▶ WHAT TO DO
Translate this sentence from the blog post about CNN's Gaza video into Spanish: "The CNN footage from the Gaza Hospital is still hotly contested."

▶ EXTRACT TO READ
[Start of Attachment]
January 10, 2009
CNN Defends their Pallywood Error. Let’s See Mr. Mashharawi’s Rushes
Filed under: Intimidation of MSM, Media, Pallywood, al Durah Affair — Richard Landes @ 6:59 pm — Print This Post
The CNN footage from the Gaza Hospital is still hotly contested. Follow the multiple postings at LGF and an update at Powerline. Here below, I deal with CNN’s defense of the footage in detail because it so resembles the kinds of arguments that Charles Enderlin made about his own monumental gaffe with Talal abu Rahmeh and his “Al Durah” story.
January 9, 2009 — Updated 0034 GMT (0834 HKT)
Gaza video genuine, journalists say
You wouldn’t know it from the title, but there’s only one “journalist” whose opinion is cited in the article (unless Mashharawi the cameraman under suspicion is also considered a journalist).
Quote:(CNN) — There’s no truth to accusations by bloggers that a Palestinian camera crew staged a video showing the death of the videographer’s brother after an Israeli rocket attack, said the team’s employer.
[End of Attachment]
▶ SUPPLIED DATA
[Start of Attachment]
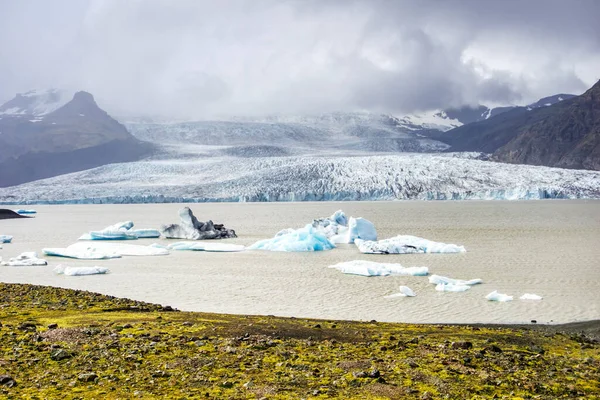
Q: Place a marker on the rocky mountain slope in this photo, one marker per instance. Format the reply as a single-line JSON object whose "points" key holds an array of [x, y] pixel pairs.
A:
{"points": [[566, 134], [40, 137]]}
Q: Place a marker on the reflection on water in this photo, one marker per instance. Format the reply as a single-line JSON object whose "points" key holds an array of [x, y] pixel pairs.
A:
{"points": [[550, 248]]}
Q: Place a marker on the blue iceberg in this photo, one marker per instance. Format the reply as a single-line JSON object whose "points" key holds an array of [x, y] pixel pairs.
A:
{"points": [[304, 239]]}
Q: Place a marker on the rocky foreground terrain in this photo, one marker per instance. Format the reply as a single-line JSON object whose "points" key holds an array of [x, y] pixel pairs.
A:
{"points": [[59, 343]]}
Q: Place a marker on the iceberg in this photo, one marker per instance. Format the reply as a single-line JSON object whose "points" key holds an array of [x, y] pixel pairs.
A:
{"points": [[530, 296], [100, 251], [339, 229], [199, 246], [22, 211], [406, 244], [405, 291], [26, 259], [495, 296], [120, 231], [304, 239], [370, 268], [79, 271], [192, 229]]}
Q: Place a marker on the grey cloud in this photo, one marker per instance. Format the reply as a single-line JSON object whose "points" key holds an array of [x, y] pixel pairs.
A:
{"points": [[201, 59]]}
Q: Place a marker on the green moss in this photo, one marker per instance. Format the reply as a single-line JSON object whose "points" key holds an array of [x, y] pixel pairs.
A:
{"points": [[141, 350]]}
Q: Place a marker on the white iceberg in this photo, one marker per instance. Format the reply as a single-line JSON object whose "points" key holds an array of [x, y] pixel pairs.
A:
{"points": [[405, 291], [22, 211], [103, 250], [339, 229], [530, 296], [202, 246], [120, 231], [406, 244], [25, 260], [80, 271], [495, 296], [304, 239], [370, 268]]}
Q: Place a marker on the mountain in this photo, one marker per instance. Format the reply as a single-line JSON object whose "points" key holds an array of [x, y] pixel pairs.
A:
{"points": [[565, 134], [41, 137]]}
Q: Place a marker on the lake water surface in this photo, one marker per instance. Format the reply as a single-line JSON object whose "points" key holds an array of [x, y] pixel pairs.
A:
{"points": [[550, 248]]}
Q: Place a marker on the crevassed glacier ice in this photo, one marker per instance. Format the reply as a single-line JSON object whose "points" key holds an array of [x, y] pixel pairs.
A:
{"points": [[495, 296], [79, 271], [406, 244], [405, 291], [303, 239], [371, 268], [26, 259], [530, 296], [200, 246], [103, 250]]}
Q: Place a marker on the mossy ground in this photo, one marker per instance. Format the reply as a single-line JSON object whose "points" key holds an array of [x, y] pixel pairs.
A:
{"points": [[109, 348]]}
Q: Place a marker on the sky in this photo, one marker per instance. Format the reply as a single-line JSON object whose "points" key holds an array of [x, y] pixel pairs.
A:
{"points": [[205, 59]]}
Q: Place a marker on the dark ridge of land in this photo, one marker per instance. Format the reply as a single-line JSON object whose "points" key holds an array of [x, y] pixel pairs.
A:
{"points": [[61, 343], [10, 214]]}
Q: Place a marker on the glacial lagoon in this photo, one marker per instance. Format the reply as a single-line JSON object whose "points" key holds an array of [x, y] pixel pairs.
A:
{"points": [[550, 248]]}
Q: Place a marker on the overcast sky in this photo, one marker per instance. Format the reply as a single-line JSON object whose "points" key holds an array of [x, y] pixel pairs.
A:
{"points": [[202, 59]]}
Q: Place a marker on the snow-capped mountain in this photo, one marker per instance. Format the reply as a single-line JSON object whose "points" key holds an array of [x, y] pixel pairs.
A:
{"points": [[36, 102], [303, 178]]}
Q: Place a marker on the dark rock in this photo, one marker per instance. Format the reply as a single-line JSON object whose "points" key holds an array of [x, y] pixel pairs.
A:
{"points": [[192, 229], [87, 377], [60, 354], [7, 380]]}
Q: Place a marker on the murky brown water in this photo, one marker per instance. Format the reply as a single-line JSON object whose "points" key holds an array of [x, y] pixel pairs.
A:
{"points": [[551, 248]]}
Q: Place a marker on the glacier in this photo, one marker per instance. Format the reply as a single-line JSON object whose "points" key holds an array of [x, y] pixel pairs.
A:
{"points": [[371, 268], [304, 239], [319, 177], [79, 271], [406, 244]]}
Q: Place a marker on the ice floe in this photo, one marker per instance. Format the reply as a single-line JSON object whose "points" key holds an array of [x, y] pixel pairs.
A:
{"points": [[405, 291], [304, 239], [200, 246], [104, 250], [79, 271], [495, 296], [192, 229], [23, 211], [26, 259], [339, 229], [120, 231], [530, 296], [370, 268], [406, 244]]}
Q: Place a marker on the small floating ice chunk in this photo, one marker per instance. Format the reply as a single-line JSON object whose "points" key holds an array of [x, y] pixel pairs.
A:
{"points": [[451, 287], [495, 296], [26, 259], [200, 246], [304, 239], [406, 244], [370, 268], [79, 271], [530, 296], [438, 279], [23, 211], [405, 291]]}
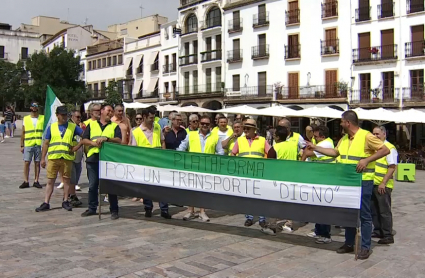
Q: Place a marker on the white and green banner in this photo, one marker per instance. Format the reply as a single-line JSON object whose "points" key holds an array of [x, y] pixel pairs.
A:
{"points": [[303, 191]]}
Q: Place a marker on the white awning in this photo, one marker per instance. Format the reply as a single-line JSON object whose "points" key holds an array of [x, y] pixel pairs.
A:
{"points": [[152, 84], [127, 62], [153, 57], [136, 88], [137, 60]]}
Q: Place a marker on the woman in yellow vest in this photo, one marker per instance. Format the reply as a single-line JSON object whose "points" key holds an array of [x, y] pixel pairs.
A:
{"points": [[383, 185], [361, 148], [59, 144]]}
[End of Attachment]
▶ OUTPUT FOR THIS TASK
Las imágenes de CNN del hospital de Gaza siguen siendo objeto de una intensa polémica.